### Questions to answer
A – List each piece of publication information that the forum exchange on epidemiology methods gives for its cited article, with the value for each.
B – In the forum exchange on epidemiology methods, shorten the paragraph beginning "OK, I'll trust you on this" into a brief bulleted list that keeps its main points.
C – Carry on the forum reply about modern regression methods in epidemiology, starting after its final line of text.

OK, I’ll trust you on this. It certainly goes against my intuition, and I don’t understand the technical details so I can’t claim to believe it on a gut level. But this is a topic where I know that I don’t have a full understanding and that you do, which is sufficient to get me to a 99% confidence that you are right and therefore concede the point. This isn’t really what I was here to discuss anyway, sorry for sidetracking with a discussion on which I may have been wrong.

1 Like

Great, but I hope you don’t just trust me on this and instead someday get some direct knowledge of the topic, because in terms of practical importance for the kind of controversies that have undermined the credibility of epidemiology I think it’s far more general and important than (say) longitudinal causal modeling (as important as that is where needed). Because I put a lot of effort into explaining how these methods work for epidemiology, I’m going to list a sequence of just a few of the dozens of articles I’ve written on the topic, which (after reading the intro passage in Modern Epid 3) may give you a sense of how your intuition went astray and can be upgraded to modern statistics (as usual they are available directly from me if you have any access problems) - at a minimum every epidemiologist with pretenses to understanding modern regression methodology should read the first one:
Greenland S. Principles of multilevel modelling. Int J Epidemiol 2000;29:158–167.

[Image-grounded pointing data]
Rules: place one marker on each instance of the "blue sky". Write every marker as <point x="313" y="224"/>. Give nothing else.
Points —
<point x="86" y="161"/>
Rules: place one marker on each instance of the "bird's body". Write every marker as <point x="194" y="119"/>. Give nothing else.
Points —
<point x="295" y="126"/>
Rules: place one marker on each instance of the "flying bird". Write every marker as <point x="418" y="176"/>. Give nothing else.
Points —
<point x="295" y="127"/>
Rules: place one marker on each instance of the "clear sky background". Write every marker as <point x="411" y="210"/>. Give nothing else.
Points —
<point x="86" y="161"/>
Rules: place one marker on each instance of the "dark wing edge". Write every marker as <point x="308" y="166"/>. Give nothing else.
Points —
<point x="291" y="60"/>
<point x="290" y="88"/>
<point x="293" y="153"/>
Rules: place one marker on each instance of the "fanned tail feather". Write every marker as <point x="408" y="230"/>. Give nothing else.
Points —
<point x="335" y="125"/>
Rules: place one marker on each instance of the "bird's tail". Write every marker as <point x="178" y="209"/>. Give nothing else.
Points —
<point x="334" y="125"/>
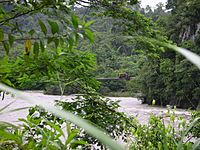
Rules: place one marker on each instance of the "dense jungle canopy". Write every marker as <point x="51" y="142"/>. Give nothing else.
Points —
<point x="93" y="49"/>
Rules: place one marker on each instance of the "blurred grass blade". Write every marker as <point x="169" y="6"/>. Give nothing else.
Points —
<point x="196" y="145"/>
<point x="192" y="124"/>
<point x="3" y="108"/>
<point x="13" y="110"/>
<point x="192" y="57"/>
<point x="88" y="127"/>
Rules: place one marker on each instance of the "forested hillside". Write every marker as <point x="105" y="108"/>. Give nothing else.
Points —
<point x="97" y="48"/>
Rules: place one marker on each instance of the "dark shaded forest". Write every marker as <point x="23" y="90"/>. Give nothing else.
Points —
<point x="99" y="48"/>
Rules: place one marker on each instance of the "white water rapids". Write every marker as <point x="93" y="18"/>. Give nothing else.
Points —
<point x="129" y="105"/>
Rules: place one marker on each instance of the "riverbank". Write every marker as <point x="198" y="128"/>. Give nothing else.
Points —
<point x="129" y="105"/>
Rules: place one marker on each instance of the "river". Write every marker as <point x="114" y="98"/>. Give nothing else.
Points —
<point x="129" y="105"/>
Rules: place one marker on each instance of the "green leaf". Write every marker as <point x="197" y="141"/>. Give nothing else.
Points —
<point x="11" y="39"/>
<point x="88" y="127"/>
<point x="196" y="145"/>
<point x="36" y="48"/>
<point x="31" y="32"/>
<point x="54" y="26"/>
<point x="6" y="47"/>
<point x="75" y="21"/>
<point x="71" y="136"/>
<point x="43" y="27"/>
<point x="1" y="34"/>
<point x="49" y="40"/>
<point x="56" y="41"/>
<point x="89" y="35"/>
<point x="87" y="24"/>
<point x="42" y="46"/>
<point x="57" y="128"/>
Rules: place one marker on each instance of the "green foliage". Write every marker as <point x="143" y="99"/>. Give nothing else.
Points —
<point x="158" y="134"/>
<point x="102" y="112"/>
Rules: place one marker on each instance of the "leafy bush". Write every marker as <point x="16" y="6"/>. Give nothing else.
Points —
<point x="158" y="134"/>
<point x="102" y="112"/>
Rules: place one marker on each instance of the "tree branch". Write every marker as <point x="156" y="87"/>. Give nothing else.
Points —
<point x="19" y="15"/>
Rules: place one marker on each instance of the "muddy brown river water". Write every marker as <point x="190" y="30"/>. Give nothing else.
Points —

### Per-task outputs
A –
- Author: Greenland S.
- Title: Principles of multilevel modelling
- Journal: Int J Epidemiol
- Year: 2000
- Volume: 29
- Pages: 158–167

B –
- The writer accepts the other person's view on the point.
- That view goes against the writer's intuition, and the writer doesn't understand the technical details.
- The other person understands the topic fully and the writer does not, which gives the writer 99% confidence in the other view and leads to conceding the point.
- The topic wasn't what the writer came to discuss, and the writer apologizes for the sidetrack.

C –
Witte JS, Greenland S, Kim LL, Arab LK. Multilevel modeling in epidemiology with GLIMMIX. Epidemiology 2000;11:684–688.
Greenland S. When should epidemiologic regressions use random coefficients? Biometrics 2000;56:915–921.
Greenland S. Hierarchical regression for epidemiologic analyses of multiple exposures. Environ Health Perspect 1994;102(suppl 8):33–39.
Also, here’s an article directly about how the Bayesian ideas in these methods arise in bias analysis and modeling the relation of ORs to baseline risk (the topic which started this thread):
Greenland S. Sensitivity analysis, Monte-Carlo risk analysis, and Bayesian uncertainty assessment. Risk Analysis 2001;21:579–583.

6 Likes

I handle the scaling problems you mentioned by not interpreting regression coefficients “as they stand” but by forming clinically relevant contrasts. I don’t modify the meaning of model parameters in order to achieve this, since it can be handled on the back-end.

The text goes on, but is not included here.